··· THE INPUT

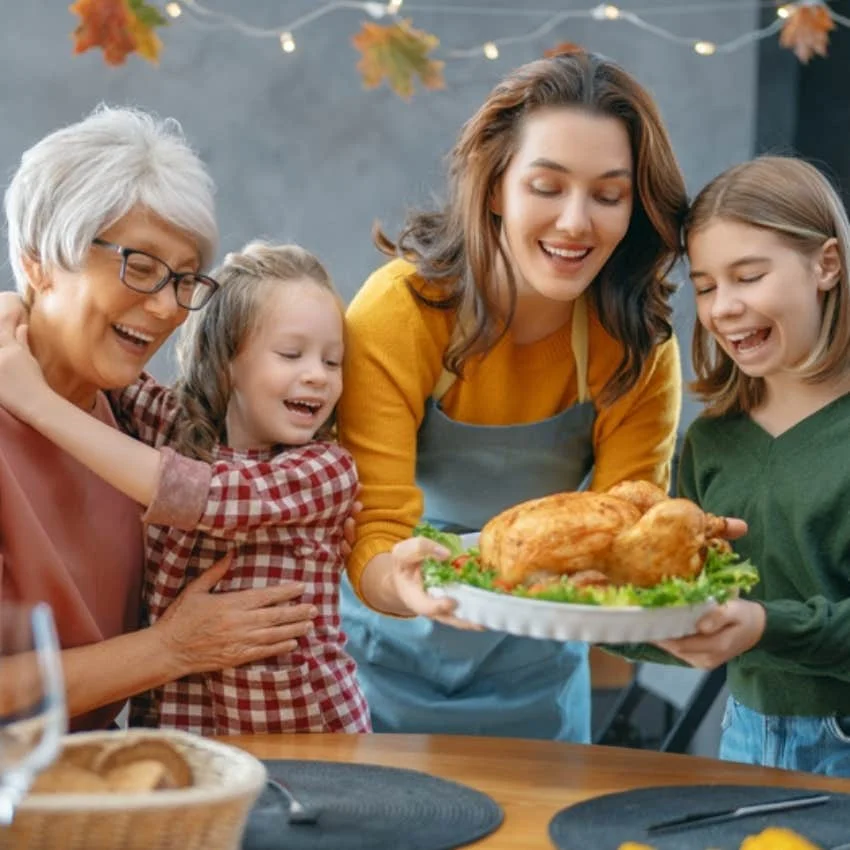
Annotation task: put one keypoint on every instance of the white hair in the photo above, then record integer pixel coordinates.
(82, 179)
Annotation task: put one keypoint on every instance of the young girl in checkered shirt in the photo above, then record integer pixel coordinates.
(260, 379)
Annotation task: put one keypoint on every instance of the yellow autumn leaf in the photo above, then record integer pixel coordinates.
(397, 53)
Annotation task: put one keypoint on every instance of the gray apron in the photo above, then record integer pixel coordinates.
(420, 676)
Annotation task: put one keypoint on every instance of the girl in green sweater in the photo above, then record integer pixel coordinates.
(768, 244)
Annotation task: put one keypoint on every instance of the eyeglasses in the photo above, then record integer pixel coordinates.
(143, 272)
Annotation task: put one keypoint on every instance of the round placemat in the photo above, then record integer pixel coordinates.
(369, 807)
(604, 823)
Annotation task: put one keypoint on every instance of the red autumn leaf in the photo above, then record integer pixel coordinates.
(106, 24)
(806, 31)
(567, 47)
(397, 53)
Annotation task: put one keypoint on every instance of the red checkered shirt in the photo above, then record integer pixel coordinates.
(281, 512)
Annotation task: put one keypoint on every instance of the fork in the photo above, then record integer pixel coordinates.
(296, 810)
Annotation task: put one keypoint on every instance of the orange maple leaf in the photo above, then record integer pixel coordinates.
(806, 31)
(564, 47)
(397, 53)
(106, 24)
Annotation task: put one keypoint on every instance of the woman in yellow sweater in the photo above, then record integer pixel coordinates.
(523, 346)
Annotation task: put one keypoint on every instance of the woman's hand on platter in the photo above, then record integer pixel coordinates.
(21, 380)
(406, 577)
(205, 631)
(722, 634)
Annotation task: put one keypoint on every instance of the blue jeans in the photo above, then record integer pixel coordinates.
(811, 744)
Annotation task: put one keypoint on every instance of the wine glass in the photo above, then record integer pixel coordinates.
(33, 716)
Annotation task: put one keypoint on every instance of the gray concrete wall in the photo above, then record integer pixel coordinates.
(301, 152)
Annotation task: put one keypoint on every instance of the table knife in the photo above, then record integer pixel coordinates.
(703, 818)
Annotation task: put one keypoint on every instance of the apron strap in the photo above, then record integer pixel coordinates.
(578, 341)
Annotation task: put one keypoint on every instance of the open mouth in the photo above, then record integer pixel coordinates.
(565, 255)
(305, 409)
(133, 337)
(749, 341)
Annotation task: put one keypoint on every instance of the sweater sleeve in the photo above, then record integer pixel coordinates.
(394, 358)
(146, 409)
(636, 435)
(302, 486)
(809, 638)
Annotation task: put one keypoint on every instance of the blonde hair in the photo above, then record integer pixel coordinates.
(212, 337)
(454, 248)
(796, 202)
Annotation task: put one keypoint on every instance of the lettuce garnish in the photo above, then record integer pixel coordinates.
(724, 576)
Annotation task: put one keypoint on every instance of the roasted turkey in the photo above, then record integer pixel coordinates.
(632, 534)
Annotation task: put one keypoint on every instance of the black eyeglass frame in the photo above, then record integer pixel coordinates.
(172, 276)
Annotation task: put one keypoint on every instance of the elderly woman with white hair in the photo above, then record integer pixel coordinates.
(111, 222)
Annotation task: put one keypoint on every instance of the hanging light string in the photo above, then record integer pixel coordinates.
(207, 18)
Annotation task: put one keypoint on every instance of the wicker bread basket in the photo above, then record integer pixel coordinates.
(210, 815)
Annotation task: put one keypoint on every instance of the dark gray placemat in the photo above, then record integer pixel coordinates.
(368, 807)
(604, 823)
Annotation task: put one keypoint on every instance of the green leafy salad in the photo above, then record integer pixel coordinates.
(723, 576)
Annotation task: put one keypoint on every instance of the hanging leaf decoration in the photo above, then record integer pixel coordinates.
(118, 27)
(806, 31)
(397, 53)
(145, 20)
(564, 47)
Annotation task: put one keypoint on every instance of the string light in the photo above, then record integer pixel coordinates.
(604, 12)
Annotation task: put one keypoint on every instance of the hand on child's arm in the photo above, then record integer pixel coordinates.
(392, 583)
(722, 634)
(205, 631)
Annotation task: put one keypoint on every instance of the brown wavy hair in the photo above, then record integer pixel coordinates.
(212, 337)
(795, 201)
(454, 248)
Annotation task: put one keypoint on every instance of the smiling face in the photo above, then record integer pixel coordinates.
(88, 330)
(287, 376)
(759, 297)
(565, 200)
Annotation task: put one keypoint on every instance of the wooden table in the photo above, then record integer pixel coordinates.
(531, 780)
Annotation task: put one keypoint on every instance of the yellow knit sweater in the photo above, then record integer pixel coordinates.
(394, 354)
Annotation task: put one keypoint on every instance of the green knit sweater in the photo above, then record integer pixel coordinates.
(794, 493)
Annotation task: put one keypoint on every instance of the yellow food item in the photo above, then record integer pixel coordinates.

······

Extract every line from the one with "Annotation task: put one keypoint on every instance of the brown" down to the final line above, both included, exactly as written.

# COMPLETE OUTPUT
Annotation task: put one keypoint on every instance of the brown wavy hair in the photo above, then record integer pixel coordinates.
(212, 337)
(795, 201)
(454, 248)
Annotation task: put one keypoint on every instance of the smiling face in the photo above, then record integer pixel coordinates.
(88, 330)
(287, 376)
(759, 297)
(565, 200)
Annotation task: put one keypoint on every instance of the wooden table in the photo above, then record integer pixel coordinates.
(531, 780)
Annotation task: put one keypoint on every instance of the yellow knit sweater in the photo above, then record integer pixel coordinates.
(394, 354)
Annotation task: put one keypoint on every instance of the green knit sweater in the photo above, then record integer pixel coordinates.
(794, 493)
Annotation task: put one keypoint on every instance of the yellow food item in the photo above, then record integer pixel coordinates.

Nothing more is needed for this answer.